begin
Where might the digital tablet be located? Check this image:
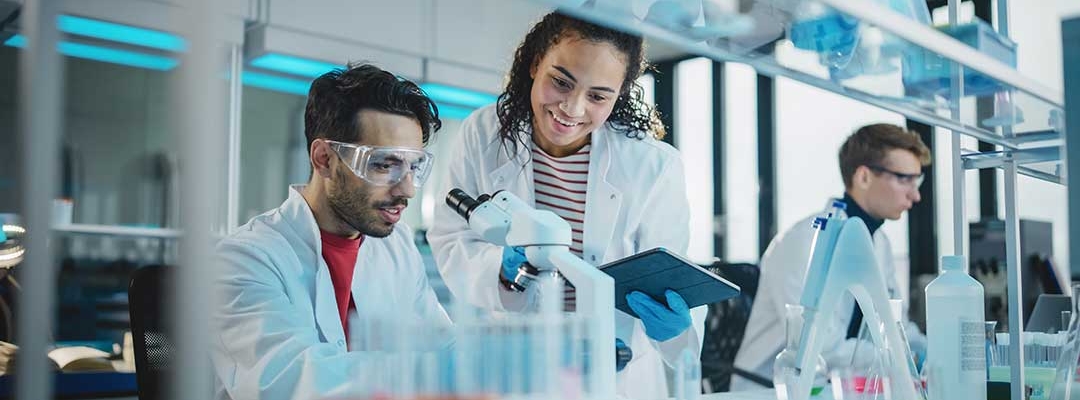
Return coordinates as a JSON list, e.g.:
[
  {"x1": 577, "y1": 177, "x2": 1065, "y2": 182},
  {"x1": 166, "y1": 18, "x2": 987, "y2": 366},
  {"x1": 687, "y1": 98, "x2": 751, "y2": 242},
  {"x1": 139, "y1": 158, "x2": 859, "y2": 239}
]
end
Reproduce the lines above with "digital tablet" swapped for "wireless keyboard", leaving everything else as it is. Omit the picture from your output.

**SOLUTION TO THIS EXERCISE:**
Where might the wireless keyboard be located? Check this image:
Return coordinates as a JSON list, e.g.:
[
  {"x1": 577, "y1": 177, "x2": 1065, "y2": 182},
  {"x1": 166, "y1": 18, "x2": 987, "y2": 366},
  {"x1": 687, "y1": 98, "x2": 751, "y2": 242},
  {"x1": 139, "y1": 158, "x2": 859, "y2": 239}
]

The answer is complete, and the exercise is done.